Entries drawn from a collection:
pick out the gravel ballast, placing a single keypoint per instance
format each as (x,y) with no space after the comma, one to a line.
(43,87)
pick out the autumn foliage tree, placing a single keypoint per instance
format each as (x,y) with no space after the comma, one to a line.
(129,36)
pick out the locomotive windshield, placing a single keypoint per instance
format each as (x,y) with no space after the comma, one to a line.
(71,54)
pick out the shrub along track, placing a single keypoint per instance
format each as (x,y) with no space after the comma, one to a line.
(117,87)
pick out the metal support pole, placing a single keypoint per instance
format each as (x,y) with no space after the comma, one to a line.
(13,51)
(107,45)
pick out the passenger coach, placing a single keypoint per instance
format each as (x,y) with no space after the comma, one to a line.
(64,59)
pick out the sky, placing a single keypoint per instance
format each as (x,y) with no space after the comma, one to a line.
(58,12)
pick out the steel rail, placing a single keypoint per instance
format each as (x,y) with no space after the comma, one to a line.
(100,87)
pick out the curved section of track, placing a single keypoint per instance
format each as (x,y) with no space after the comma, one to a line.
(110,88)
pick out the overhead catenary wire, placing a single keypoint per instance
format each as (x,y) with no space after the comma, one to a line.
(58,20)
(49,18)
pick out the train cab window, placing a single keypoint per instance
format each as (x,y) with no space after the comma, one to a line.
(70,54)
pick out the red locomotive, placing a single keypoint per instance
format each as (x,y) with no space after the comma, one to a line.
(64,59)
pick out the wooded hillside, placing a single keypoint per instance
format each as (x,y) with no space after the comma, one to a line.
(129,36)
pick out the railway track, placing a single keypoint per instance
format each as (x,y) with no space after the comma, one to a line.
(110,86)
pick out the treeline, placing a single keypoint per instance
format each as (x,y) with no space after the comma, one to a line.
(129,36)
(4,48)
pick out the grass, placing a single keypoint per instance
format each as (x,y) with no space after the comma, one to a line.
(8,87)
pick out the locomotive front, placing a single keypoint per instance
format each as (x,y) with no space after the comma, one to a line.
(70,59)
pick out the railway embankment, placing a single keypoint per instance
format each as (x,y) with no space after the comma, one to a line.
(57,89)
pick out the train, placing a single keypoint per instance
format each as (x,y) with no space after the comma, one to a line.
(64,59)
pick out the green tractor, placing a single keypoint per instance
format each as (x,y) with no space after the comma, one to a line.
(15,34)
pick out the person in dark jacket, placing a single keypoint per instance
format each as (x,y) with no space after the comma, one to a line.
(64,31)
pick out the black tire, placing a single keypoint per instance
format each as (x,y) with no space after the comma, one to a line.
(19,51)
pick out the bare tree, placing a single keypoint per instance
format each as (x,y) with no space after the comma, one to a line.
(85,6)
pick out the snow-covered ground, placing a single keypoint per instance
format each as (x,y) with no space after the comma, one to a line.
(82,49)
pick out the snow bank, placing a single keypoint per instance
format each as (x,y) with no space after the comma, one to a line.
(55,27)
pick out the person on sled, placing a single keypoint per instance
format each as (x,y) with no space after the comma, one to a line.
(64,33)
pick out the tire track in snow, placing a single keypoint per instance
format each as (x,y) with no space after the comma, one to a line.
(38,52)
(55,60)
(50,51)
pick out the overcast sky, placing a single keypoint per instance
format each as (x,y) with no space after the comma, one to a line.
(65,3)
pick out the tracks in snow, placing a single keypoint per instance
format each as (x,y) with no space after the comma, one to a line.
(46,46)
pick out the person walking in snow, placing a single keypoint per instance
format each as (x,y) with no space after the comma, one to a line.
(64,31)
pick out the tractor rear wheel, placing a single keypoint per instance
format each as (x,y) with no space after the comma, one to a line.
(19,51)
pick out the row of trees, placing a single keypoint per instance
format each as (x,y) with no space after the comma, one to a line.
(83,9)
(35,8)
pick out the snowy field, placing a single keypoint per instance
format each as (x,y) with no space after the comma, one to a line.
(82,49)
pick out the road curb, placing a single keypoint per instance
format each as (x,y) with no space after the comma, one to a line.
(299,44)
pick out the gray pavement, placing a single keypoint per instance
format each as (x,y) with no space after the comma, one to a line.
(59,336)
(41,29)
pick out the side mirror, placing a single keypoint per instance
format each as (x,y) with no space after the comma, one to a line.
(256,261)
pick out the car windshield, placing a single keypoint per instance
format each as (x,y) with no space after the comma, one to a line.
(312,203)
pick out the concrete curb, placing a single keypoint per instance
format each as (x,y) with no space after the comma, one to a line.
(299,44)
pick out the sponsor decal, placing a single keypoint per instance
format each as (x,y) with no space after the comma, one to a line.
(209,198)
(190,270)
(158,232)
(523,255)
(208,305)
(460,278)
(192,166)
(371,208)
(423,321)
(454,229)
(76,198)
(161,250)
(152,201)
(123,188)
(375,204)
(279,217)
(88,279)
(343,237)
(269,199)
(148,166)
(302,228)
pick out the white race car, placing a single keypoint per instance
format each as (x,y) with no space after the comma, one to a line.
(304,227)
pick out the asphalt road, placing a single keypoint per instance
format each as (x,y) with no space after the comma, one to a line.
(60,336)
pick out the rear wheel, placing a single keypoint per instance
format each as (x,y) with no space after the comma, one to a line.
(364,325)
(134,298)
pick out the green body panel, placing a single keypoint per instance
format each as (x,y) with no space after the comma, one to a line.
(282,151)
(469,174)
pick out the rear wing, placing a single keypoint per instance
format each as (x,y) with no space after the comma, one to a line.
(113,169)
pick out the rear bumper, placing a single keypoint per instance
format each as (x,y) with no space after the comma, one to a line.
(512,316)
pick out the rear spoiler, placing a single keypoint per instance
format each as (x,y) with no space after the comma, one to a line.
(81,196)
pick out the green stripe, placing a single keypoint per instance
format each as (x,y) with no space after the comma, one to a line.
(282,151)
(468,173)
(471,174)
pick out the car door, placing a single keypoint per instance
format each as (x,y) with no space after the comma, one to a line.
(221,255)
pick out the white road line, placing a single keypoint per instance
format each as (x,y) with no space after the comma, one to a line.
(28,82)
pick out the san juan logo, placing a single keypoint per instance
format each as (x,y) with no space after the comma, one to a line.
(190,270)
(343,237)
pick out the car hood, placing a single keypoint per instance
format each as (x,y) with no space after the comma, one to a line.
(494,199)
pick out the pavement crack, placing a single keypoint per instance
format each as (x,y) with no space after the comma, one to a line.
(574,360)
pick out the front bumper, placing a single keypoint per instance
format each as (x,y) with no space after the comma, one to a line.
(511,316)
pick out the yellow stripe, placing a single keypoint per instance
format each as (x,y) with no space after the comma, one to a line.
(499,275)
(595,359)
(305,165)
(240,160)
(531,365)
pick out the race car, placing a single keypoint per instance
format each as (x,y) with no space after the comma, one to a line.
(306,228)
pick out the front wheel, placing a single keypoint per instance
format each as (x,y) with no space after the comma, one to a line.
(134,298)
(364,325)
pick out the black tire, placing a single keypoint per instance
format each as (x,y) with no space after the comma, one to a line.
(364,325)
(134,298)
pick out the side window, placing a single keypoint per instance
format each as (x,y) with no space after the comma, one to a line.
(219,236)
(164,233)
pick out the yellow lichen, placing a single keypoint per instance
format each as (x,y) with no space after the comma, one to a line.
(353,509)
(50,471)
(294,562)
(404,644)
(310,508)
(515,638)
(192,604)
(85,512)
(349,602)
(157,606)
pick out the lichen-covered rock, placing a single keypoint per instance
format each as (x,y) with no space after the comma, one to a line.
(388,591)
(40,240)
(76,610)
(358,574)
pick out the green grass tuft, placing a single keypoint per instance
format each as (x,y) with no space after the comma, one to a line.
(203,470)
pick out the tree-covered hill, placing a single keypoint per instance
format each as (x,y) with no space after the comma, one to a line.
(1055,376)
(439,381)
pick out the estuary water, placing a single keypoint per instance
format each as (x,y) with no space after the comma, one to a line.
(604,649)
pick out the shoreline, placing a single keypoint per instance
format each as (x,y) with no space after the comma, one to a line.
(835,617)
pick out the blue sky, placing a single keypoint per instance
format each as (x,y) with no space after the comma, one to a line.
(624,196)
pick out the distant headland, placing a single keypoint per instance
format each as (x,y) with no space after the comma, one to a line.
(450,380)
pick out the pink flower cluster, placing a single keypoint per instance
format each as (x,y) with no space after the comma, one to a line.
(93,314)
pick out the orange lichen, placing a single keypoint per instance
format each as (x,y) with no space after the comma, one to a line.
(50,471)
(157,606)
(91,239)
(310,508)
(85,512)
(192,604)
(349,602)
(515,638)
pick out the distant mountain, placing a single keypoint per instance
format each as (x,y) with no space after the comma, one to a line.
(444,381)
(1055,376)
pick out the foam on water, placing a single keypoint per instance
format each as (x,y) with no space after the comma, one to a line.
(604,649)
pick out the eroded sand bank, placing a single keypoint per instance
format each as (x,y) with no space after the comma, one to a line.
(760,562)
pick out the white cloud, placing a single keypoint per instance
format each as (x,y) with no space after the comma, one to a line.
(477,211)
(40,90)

---

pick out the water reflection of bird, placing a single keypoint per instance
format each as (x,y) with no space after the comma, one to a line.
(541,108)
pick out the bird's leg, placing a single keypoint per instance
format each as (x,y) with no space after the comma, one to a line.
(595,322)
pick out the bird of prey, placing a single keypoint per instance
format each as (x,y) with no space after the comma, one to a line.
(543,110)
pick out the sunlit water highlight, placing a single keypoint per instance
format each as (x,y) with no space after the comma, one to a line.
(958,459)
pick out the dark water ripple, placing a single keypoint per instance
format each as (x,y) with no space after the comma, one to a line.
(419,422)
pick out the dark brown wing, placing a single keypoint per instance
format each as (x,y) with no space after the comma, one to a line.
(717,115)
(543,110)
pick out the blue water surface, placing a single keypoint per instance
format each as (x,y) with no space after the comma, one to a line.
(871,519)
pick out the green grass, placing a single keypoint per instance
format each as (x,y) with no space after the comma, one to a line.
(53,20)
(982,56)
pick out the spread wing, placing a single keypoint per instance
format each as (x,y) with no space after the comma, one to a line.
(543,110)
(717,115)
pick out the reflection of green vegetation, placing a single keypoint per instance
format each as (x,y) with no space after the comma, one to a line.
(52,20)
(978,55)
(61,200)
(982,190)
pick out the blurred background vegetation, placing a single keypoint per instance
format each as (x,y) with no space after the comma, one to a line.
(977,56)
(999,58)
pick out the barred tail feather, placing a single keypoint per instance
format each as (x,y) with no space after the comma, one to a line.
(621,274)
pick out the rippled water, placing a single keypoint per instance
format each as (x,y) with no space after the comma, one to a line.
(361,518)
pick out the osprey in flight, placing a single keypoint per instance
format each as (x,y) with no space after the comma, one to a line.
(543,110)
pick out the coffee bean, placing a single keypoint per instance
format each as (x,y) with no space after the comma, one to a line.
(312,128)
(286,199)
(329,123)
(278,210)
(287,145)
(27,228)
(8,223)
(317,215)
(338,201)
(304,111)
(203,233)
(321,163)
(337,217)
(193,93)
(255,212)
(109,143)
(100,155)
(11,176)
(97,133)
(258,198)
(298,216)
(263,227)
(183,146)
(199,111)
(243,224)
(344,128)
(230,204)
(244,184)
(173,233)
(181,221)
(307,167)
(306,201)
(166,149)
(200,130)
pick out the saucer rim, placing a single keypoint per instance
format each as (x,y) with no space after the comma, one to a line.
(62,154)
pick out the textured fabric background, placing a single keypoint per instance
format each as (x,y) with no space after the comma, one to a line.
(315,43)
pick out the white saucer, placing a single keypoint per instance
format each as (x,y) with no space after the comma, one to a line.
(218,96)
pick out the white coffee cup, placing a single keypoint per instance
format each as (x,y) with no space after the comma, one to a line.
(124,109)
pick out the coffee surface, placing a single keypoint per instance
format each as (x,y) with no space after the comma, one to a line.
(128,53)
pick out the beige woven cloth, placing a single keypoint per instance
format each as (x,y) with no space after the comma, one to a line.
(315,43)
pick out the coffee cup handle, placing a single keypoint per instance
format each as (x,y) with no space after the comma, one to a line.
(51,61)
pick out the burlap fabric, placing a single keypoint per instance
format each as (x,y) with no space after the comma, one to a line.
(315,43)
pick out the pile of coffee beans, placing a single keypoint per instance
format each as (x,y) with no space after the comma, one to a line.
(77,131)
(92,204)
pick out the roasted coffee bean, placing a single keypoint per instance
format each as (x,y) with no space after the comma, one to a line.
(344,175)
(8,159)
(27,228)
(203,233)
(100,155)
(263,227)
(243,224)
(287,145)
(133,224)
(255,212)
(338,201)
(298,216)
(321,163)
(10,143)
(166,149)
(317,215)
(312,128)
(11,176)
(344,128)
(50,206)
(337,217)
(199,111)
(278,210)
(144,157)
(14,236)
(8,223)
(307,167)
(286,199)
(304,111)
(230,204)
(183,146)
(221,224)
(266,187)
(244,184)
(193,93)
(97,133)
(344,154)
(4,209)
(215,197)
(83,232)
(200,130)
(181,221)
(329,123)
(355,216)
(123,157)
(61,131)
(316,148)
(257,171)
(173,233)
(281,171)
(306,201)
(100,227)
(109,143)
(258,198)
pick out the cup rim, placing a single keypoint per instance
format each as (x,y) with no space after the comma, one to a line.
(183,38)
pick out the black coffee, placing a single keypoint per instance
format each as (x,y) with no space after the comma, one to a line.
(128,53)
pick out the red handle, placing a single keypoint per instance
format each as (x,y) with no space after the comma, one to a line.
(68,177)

▶ [Task]:
Please report how many lines in the data above contain the string "train", treating uppercase and lowercase as different. Give only the number.

▶ [Complete response]:
2